[[ Recorded data, beginning ]]
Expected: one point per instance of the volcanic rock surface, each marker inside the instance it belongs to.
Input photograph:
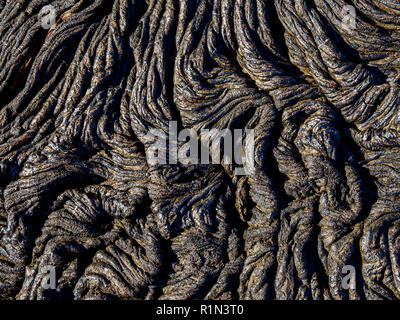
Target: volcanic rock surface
(77, 192)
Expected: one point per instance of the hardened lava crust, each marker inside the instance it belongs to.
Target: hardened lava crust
(317, 82)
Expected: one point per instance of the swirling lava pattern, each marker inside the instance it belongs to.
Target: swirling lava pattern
(78, 194)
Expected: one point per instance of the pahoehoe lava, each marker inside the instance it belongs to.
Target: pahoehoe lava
(77, 192)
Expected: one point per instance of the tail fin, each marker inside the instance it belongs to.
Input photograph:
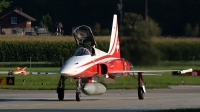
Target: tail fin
(114, 48)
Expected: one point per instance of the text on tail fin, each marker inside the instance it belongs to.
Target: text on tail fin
(114, 48)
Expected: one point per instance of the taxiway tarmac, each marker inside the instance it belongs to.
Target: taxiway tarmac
(112, 100)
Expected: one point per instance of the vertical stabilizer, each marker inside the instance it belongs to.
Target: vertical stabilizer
(114, 48)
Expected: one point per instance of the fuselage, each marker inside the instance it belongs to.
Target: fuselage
(85, 65)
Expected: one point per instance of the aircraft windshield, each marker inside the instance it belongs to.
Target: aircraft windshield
(82, 51)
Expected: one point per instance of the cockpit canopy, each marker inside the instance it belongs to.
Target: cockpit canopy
(83, 34)
(82, 51)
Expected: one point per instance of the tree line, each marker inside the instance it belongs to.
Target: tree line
(174, 17)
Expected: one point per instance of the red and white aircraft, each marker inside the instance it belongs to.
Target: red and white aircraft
(90, 63)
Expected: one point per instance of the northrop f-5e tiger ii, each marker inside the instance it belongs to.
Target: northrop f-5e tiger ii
(88, 64)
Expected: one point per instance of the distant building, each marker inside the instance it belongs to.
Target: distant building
(15, 21)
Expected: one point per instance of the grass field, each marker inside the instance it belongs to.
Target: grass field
(49, 82)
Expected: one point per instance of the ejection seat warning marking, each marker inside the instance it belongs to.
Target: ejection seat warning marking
(3, 80)
(10, 80)
(7, 80)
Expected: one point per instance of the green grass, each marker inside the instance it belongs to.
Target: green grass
(49, 82)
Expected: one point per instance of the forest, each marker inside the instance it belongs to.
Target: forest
(172, 16)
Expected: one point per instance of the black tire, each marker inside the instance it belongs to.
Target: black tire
(60, 92)
(140, 93)
(78, 96)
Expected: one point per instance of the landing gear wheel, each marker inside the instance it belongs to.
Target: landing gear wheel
(60, 93)
(78, 95)
(140, 93)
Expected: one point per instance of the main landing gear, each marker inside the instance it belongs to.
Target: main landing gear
(141, 88)
(61, 87)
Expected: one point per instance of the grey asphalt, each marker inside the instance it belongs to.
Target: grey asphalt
(177, 97)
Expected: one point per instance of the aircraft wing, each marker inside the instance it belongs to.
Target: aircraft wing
(3, 72)
(43, 72)
(150, 71)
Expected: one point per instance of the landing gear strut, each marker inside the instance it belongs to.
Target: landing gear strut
(78, 89)
(61, 87)
(141, 88)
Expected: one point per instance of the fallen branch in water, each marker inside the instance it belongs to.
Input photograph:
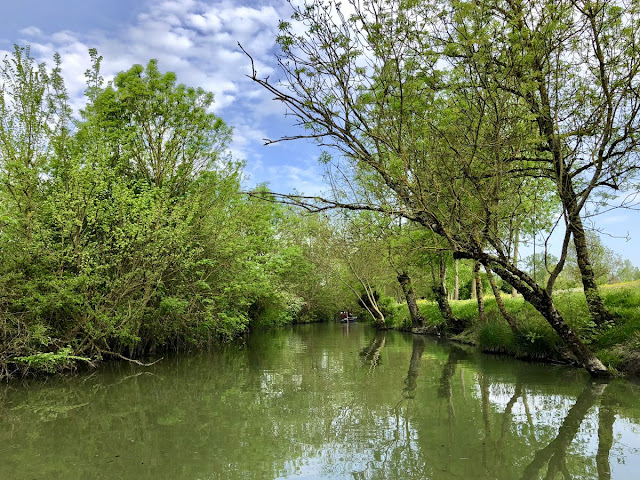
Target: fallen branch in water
(137, 362)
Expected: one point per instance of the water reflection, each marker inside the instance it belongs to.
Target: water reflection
(310, 402)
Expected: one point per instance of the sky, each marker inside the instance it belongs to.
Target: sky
(198, 40)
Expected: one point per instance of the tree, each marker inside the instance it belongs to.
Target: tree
[[ Recorded data, end ]]
Instructions for the task => Print every record exactly, without the pictures.

Solution below =>
Expected: one point per instance of the volcanic rock surface, each marker inside the instance it belongs to.
Input photograph:
Target: volcanic rock surface
(77, 192)
Expected: one point per instance of the hardened lava crust, each marker inside the instance it belongs to.
Target: hardened lava crust
(317, 82)
Expected: one point per instance of the swirling lava pattern, each marker inside the instance it belongs to.
Target: swirling lava pattern
(78, 194)
Expected: one point per instance of the pahoehoe lava, each marker inside the instance it belongs to.
Target: pahoehoe lava
(77, 192)
Expected: one point per instance of the tail fin, each marker inside the instance it belongs to.
Input photograph:
Target: tail fin
(114, 48)
Expected: one point per instance of the text on tail fin, each marker inside the instance it belongs to.
Target: text on tail fin
(114, 48)
Expected: one point per instance of the taxiway tarmac, each marker inside the instance it belongs to.
Target: taxiway tarmac
(112, 100)
Expected: one point per instance of the vertical stabilizer, each marker inside the instance it belongs to.
Target: vertical stabilizer
(114, 48)
Expected: one point per instance of the fuselage, each marker inside the instance it belongs to.
Target: fuselage
(85, 65)
Expected: one point per instance of the aircraft windshield, each marker inside the instance it belongs to.
Target: aircraft windshield
(82, 51)
Expected: one point per instance of the cockpit canopy, each marker inside the instance it belongs to.
Target: cockpit canopy
(83, 34)
(82, 51)
Expected: one point per instance of the tree line, each marker inside the instance it belongs to.
Target: tree line
(174, 17)
Expected: one point per instance of the red and white aircraft, each marker inside the instance it belongs to.
Target: red and white aircraft
(90, 63)
Expected: one point per instance of the northrop f-5e tiger ii, each marker inside the instance it belongs to.
Target: northrop f-5e tiger ii
(88, 64)
Expected: one point per instance of the distant building, each marker inside the instance it belongs to.
Target: distant building
(15, 21)
Expected: one point per instance of the grass field, each marker inside the instance it belongs to.
Target: grass field
(49, 82)
Expected: one point per instance of the ejection seat warning marking, each marker inside the instance it belongs to.
Target: ejection seat warning marking
(3, 80)
(10, 80)
(7, 80)
Expected: one point per instance of the green grass, each marker inside the instance it belongs to.
Target: green grass
(49, 82)
Expected: one point per instance of the forest, each marker inside the instance it belongs to.
Target: forest
(172, 16)
Expected: one point per instance of the black tire, each marker inside the instance it belongs to.
Target: black tire
(60, 92)
(140, 93)
(78, 96)
Expected: one point per instance of the landing gear wheel, each marker inside the instance it belongs to.
Target: landing gear wheel
(60, 93)
(78, 95)
(140, 93)
Expected: one point per instance of the main landing gear, each marker inside the instance it belongs to.
Target: main landing gear
(141, 88)
(61, 87)
Expected: one point per instance of the grey asphalt, each marker inside the instance it belongs to.
Target: grey asphalt
(177, 97)
Expected: one point per instance of the aircraft wing, each marker inside the instance it belongs to.
Target: aircraft wing
(3, 72)
(43, 72)
(150, 71)
Expected: one point per instance of the landing gear strut, each marker inside the instance it belongs to.
Target: landing gear strut
(78, 89)
(61, 87)
(141, 88)
Expected: one point per instance of the fallen branch in water, each marker inside the instance it belongs to.
Input photograph:
Target: fallen branch in water
(137, 362)
Expected: one point per instance of the water reflection, each marker inside the instance it belongs to.
Target: water reflection
(310, 402)
Expected: one point per instance of the sky, each marker inside the instance it belongs to.
Target: sky
(198, 40)
Expected: one point per instance of the tree, each marker inside the instance it belongs to.
Target: tree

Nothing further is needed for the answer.